# What the task requires
Rewrite the records below, replacing every occurrence of "Target" with "Object" and leaving everything else unchanged. Omit the pictures from your answer.

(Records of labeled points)
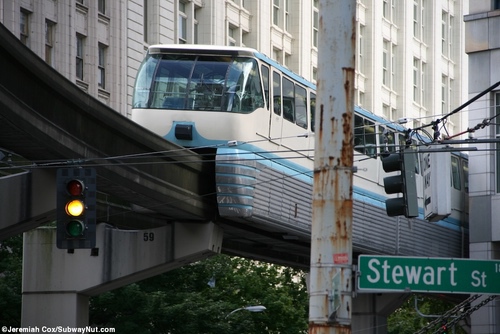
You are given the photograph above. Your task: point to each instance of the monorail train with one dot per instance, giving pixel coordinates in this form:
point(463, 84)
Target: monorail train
point(258, 118)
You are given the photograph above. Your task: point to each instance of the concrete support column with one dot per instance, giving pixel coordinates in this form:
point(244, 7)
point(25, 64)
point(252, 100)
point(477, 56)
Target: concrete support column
point(57, 284)
point(67, 309)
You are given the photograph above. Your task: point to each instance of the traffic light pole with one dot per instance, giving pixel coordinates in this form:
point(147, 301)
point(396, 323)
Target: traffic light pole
point(330, 303)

# Solution to this task
You are given the photograph above. Your task: point to each instance of the monorail train with one dot per instance, giving pixel coordinates in this form:
point(463, 84)
Object: monorail train
point(258, 118)
You are given the photograph above. Your task: point to each instance of the concrete support column with one dot per instance, giving pixel coordinates in this form:
point(244, 7)
point(25, 64)
point(252, 100)
point(477, 56)
Object: concrete support column
point(57, 284)
point(67, 309)
You are given the photograph above. Your task: point to each instance of the traffic light pole with one dot per instance, giving pixel coordinates in this form:
point(147, 301)
point(396, 323)
Object: traffic light pole
point(330, 303)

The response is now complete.